**EXERCISE AIM**
Can you write out all the items below again, changing every "instance" to "occurrence" and leaving everything else untouched?

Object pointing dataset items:
------------------------

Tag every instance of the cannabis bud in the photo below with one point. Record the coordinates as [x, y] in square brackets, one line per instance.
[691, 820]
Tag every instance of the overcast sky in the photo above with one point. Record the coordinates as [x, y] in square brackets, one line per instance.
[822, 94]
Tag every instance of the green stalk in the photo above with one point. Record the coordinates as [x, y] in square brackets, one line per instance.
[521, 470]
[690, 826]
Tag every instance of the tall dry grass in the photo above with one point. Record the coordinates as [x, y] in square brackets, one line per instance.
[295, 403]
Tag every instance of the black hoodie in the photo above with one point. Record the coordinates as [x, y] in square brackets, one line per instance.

------------------------

**CORRECT RESPONSE**
Tag every occurrence of the cannabis bud in the photo below with one point. Record the coordinates as [x, y] in square brackets, one line per occurrence.
[691, 820]
Tag every occurrence of the overcast sky in the photo above with one point. Record the coordinates as [x, y] in square brackets, one line per occurrence.
[822, 94]
Tag every occurrence of the green stalk in the photo above with one point. Record the coordinates as [x, y] in square brackets, one line per occurrence.
[521, 470]
[690, 826]
Tag every occurrence of the tall dry grass in the photo above with one point. Record the coordinates as [x, y] in square brackets, one line per occurrence.
[295, 403]
Tag every occurrence of the black hoodie in the photo above with one point. Record the coordinates as [x, y] in square brackets, one line per occurrence.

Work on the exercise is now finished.